January 31, 2013
The app revolution has changed more than the cockpit; it's displacing dedicated handheld gps units, giving panel mount avionics a run for their capability (at a deeply discounted price), and challenging the FAA's chart distribution systems. In other words, relative to the still slow economy, it's a booming industry that's changing how a segment of the aviation economy functions. It's not just bringing more capability into more cockpits, it's challenging the way some big entities make money -- and that might soon be changing things for you.
For this article, we spoke with one of the biggest names in the business, Hilton Goldstein, of Hilton Software LLC (maker of the WingX app) to find out what makes a winning app and the very big forces that could soon challenge them all. According to Goldstein, those challenges could cost developers time and money, stifle development and generate new costs for users.
In-cockpit apps supported by personal electronic devices like iPads, iPhones, and Android-based tablets and phones, have evolved over a handful of years from simple weight and balance calculators into powerful comprehensive flight planning and flight management tools. Today, apps can deliver weather, navigation, data libraries (that include fuel pricing), EFIS, terrain, synthetic vision, ADS-B traffic and weather, and more. For many users, the "How did we get along with out this?" factor has become compelling. The popularity of the apps is changing how pilots spend their money and get their information. That means other segments of the market are being affected. And that has consequences.
From a select handful of the most popular apps, Hilton Software's WingX earns high marks from both customers and critics. The app recently earned top marks from our sister publication Aviation Consumer for its "widest and most sophisticated feature set." And according to company founder Hilton Goldstein, there's a reason his company is ahead of the curve.

▸ **DATA SHOWN**

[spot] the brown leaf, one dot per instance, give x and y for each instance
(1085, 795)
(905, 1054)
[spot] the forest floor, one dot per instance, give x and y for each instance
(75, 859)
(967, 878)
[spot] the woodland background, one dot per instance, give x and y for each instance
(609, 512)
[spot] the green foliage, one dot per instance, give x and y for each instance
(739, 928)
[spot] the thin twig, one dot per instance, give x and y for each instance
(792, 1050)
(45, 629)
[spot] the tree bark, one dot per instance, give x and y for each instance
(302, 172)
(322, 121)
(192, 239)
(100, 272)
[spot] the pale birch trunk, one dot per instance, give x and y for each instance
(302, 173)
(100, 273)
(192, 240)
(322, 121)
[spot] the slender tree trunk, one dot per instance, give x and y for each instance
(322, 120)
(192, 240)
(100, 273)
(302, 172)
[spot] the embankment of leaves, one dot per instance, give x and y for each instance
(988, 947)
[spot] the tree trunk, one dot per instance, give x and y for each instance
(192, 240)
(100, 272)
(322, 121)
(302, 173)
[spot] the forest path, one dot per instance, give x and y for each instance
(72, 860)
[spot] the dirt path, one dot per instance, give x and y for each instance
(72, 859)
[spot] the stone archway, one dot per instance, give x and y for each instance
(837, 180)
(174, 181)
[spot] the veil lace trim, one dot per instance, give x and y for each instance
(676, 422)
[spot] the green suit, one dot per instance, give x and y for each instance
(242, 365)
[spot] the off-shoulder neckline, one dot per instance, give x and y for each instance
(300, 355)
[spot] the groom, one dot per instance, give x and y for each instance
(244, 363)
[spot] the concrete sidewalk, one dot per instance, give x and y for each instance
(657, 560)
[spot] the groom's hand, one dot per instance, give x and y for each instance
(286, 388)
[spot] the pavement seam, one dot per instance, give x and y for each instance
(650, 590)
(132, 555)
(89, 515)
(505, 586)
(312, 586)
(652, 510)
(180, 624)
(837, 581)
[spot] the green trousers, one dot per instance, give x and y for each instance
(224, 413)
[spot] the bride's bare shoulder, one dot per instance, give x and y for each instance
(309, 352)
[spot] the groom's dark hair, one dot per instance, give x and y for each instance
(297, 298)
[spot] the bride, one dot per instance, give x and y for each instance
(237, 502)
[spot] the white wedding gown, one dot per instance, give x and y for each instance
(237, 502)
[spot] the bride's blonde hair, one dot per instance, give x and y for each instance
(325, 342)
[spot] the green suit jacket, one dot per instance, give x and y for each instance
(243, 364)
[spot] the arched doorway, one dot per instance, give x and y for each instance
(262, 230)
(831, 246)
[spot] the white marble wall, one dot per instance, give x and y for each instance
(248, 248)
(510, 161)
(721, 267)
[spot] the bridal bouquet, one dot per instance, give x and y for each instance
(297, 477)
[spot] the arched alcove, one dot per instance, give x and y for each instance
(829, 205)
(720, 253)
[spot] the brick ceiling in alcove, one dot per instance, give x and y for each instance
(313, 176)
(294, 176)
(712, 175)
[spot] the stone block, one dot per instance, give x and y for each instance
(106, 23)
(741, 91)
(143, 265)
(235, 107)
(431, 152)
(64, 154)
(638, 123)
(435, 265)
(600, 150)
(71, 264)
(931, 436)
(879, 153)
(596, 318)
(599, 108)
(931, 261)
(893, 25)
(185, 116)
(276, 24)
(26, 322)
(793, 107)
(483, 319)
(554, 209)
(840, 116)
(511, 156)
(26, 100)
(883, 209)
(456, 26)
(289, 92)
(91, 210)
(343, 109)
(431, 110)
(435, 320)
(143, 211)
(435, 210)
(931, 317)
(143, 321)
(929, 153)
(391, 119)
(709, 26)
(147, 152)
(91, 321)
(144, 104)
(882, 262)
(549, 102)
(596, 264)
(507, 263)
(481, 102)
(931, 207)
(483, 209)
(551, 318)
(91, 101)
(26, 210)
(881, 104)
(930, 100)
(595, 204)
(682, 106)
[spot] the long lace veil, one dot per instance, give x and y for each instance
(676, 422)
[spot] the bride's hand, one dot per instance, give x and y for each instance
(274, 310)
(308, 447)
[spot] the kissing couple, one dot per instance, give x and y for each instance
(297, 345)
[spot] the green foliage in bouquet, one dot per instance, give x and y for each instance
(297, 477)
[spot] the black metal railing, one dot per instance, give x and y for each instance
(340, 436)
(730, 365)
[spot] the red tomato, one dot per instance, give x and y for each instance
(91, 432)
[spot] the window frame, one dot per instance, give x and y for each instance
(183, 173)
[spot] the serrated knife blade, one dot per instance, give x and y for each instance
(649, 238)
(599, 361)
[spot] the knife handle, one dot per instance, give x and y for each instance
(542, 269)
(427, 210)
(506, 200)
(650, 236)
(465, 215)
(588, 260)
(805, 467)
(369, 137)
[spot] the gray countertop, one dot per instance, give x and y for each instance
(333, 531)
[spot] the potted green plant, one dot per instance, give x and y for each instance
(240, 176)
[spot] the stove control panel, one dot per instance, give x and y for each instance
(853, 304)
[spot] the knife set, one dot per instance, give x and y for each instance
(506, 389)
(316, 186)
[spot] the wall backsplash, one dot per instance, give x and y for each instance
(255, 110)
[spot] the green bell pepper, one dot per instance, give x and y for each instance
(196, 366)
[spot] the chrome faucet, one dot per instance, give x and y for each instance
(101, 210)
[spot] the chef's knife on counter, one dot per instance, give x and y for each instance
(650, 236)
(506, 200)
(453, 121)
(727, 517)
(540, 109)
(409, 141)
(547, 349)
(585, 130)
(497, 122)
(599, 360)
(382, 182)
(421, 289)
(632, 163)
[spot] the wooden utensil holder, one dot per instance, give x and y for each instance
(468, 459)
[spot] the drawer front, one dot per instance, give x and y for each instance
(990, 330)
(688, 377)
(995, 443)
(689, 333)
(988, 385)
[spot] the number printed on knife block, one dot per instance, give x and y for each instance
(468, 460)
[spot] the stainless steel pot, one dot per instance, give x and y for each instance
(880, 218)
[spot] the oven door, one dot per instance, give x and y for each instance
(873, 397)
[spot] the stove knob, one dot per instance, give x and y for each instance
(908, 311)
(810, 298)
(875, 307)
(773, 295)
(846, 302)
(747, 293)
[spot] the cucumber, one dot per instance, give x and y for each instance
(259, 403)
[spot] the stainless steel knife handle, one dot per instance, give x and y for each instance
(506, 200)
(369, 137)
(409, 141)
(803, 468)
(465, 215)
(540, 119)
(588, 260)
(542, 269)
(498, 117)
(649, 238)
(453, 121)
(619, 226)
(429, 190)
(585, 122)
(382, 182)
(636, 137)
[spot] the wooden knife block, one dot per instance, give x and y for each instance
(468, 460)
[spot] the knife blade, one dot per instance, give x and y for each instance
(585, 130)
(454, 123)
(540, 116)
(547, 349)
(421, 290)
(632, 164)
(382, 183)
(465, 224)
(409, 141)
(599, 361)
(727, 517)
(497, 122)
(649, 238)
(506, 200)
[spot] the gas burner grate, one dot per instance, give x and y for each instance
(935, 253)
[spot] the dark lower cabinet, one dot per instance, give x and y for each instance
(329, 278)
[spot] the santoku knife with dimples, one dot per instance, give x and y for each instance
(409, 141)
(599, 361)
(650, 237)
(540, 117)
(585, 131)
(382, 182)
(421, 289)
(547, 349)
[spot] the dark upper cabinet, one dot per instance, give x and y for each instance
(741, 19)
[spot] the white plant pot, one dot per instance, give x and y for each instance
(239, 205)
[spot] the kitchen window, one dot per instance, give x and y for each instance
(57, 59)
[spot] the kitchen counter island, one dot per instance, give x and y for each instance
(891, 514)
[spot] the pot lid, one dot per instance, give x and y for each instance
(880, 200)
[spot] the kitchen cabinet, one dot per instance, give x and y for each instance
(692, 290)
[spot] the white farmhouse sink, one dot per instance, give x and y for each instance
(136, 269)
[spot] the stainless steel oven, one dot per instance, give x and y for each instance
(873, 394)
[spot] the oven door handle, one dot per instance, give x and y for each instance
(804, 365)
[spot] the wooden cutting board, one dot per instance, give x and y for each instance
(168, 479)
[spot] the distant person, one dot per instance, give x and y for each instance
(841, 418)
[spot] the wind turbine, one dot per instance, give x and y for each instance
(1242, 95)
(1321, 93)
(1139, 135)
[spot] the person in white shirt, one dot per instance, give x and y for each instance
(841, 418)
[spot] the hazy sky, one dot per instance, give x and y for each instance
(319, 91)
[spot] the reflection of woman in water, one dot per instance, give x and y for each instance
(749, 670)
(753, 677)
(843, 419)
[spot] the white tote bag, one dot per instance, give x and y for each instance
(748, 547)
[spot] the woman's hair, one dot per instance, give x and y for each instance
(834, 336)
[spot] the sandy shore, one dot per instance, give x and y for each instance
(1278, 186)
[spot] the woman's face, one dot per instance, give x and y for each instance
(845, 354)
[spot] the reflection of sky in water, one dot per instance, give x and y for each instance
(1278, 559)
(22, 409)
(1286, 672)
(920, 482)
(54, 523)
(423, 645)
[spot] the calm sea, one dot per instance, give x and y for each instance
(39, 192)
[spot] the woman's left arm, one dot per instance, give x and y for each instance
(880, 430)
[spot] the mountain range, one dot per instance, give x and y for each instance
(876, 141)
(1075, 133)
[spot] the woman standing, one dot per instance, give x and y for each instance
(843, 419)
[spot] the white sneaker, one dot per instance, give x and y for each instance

▸ **TASKS TO PERFORM**
(1) Reproduce the passage of the aviation apps article between "In-cockpit apps supported" and "that has consequences.", inclusive.
(2) According to the aviation apps article, why are other segments of the market being affected? Answer in one to three sentences.
Rely solely on the aviation apps article for what follows.

▸ **REPLIES**
(1)
In-cockpit apps supported by personal electronic devices like iPads, iPhones, and Android-based tablets and phones, have evolved over a handful of years from simple weight and balance calculators into powerful comprehensive flight planning and flight management tools. Today, apps can deliver weather, navigation, data libraries (that include fuel pricing), EFIS, terrain, synthetic vision, ADS-B traffic and weather, and more. For many users, the "How did we get along with out this?" factor has become compelling. The popularity of the apps is changing how pilots spend their money and get their information. That means other segments of the market are being affected. And that has consequences.

(2) The popularity of the apps is changing how pilots spend their money and get their information. That shift is what affects other segments of the market.